Please set down each of the items below word for word, changing nothing.

Dataset excerpt
----
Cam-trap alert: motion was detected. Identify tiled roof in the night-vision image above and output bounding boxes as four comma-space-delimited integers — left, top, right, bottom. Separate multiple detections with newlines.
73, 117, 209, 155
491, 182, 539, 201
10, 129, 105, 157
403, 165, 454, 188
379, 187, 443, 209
----
TASK SOLUTION
Cam-trap alert: motion was detected. Identify tiled roof in the night-vision image above and output bounding boxes as four comma-space-delimited integers — left, top, right, bottom. Separate multiple detections with newlines.
73, 117, 209, 155
491, 182, 539, 201
10, 129, 105, 157
403, 165, 454, 188
379, 187, 443, 209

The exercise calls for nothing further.